_Goal of the exercise:_
Give the number of lines in the listing that contain "each", with no other words.

_Data for this exercise:_
%%
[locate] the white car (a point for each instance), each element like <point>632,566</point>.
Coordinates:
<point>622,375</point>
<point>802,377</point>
%%
%%
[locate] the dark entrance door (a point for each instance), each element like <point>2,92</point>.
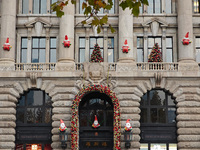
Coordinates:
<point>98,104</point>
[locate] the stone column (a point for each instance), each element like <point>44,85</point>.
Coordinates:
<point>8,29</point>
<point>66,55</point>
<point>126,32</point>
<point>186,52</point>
%%
%%
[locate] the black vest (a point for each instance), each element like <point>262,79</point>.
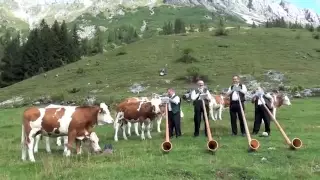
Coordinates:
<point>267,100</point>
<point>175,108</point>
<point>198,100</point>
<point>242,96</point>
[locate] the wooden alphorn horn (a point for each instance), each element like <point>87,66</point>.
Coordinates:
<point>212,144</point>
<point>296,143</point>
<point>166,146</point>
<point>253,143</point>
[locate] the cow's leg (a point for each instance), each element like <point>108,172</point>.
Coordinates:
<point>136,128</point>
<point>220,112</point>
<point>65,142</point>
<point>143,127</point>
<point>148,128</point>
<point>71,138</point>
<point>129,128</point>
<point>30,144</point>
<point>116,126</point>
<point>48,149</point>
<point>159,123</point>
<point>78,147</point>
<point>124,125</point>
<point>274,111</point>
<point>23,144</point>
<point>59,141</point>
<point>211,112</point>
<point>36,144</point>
%%
_Task answer:_
6